Collect every line in the items below that contains the word "chair", and copy each of those lines in full.

— Start Records shown —

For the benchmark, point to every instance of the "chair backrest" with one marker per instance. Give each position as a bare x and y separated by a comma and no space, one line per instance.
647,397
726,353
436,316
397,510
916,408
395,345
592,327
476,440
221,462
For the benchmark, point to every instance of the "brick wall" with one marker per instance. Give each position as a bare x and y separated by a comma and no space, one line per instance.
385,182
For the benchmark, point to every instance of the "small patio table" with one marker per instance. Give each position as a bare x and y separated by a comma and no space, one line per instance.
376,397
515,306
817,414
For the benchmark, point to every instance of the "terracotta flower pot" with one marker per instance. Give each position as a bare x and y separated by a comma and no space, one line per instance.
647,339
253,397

— End Records shown —
— Start Records shown —

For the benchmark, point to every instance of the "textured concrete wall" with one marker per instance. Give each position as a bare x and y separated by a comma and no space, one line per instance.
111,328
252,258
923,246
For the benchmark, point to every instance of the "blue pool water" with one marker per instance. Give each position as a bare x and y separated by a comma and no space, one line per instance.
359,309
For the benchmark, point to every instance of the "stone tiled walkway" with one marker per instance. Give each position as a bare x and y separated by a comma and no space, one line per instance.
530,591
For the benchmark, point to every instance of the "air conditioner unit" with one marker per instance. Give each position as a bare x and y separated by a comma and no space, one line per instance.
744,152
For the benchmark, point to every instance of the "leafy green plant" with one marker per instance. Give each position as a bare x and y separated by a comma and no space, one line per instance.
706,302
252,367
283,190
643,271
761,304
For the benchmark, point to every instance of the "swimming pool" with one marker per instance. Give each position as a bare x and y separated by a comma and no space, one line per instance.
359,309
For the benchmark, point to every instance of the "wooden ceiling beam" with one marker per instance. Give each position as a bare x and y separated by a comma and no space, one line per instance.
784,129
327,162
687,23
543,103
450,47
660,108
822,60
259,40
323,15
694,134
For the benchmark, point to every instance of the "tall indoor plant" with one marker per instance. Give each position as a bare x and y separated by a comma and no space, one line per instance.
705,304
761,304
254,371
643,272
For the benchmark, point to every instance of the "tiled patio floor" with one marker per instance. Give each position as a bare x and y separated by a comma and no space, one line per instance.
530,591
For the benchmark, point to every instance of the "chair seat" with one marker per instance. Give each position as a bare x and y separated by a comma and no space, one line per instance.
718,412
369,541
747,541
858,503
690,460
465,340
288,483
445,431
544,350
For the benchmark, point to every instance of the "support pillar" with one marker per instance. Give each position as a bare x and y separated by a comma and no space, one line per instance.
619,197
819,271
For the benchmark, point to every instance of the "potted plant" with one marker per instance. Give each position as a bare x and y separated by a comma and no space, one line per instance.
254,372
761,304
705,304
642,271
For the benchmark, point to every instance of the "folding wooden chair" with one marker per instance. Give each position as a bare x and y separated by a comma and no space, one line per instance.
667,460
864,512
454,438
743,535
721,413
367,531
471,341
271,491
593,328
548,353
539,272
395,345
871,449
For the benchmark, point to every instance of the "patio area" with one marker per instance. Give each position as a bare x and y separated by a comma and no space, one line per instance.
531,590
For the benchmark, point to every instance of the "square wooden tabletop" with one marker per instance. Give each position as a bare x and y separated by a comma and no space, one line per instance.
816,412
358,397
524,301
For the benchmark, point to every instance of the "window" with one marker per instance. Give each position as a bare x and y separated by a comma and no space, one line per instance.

— End Records shown —

Task solution
For the benchmark, point to every instance of the "chair backrest" with one marker per instance. Give each position as a bare x and y separated by a comma and no space, one line per instance.
For the benchmark, point to every instance of the "chair seat" with one marker per instance. Give each position as a bare x and y separated by a comma and no space, one line per instance.
For the benchmark, point to every instance of the "folding wooden chair" with one marker per instance. Give each position as a bare x and y separated by a comma and no space, one line per instance.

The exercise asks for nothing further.